AIM: Update the lines from the line containing "Where can the beige" through the end of the records by replacing "Target" with "Label", leaving everything else unchanged, and give only those lines.

--- PROVIDED DATA ---

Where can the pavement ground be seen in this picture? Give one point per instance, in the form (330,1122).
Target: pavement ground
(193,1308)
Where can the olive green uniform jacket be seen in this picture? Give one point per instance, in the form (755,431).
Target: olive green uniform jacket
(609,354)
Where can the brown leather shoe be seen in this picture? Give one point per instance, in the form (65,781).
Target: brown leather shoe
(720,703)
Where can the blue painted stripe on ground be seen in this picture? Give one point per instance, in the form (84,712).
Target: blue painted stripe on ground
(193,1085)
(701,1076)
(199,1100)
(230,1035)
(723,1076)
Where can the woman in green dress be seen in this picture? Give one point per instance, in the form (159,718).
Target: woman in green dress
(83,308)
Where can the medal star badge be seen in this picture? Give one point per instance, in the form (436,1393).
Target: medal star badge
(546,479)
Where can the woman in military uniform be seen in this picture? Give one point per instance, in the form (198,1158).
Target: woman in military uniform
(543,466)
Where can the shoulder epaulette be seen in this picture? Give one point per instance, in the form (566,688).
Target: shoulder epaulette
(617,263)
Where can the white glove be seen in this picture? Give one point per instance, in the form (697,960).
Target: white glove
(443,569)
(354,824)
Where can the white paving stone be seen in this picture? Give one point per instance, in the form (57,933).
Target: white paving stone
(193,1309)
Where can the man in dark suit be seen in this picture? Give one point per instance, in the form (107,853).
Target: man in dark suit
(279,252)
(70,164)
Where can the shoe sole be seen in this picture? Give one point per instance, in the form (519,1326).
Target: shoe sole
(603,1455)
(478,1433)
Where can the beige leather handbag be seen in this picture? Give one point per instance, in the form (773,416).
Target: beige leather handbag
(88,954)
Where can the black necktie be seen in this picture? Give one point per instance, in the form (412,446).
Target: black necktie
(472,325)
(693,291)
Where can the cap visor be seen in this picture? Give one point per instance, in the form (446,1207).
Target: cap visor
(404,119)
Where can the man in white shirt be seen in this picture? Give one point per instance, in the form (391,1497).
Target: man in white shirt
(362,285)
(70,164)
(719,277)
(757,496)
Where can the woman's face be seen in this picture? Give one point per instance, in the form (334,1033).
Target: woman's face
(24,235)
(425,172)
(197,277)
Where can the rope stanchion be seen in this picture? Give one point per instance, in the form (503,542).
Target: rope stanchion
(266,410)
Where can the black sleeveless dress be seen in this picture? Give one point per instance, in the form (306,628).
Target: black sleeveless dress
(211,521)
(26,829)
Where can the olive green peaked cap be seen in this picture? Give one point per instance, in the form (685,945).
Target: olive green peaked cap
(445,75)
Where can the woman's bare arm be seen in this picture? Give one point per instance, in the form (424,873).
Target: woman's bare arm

---

THE ANSWER:
Where can the beige leather handbag be seen in this picture? Give one point per instance, in the form (773,416).
Label: beige leather handbag
(88,954)
Where can the black necktie be seen in this picture? Give one point per instance, in the form (412,446).
Label: black necktie
(472,325)
(693,291)
Where can the cap visor be seen in this picture? Give one point per instance, in the form (446,1207).
Label: cap visor
(404,119)
Where can the man in white shirt be seen in this picture? Give one point per instance, in the form (391,1497).
Label: man in white shirt
(362,285)
(70,164)
(719,277)
(757,496)
Where can the woman's face be seen in this picture? Give one point per instance, in the form (334,1033).
Label: woman's face
(24,235)
(425,172)
(197,277)
Where can the rope stanchion be seen in this picture? Give one point per instance, in the form (503,542).
Label: rope stanchion
(266,410)
Where can the black sleeveless dress be seen in this picture? Give one point per instance, in the form (306,628).
Label: black sleeveless dress
(211,521)
(26,829)
Where can the olive green peaked cap be seen in this picture? Give one point per instance, in the form (685,945).
Label: olive green peaked cap
(445,75)
Where can the woman's bare arm be seen in this picture? Give one point per instance, in the form (424,873).
Label: woman's bare arm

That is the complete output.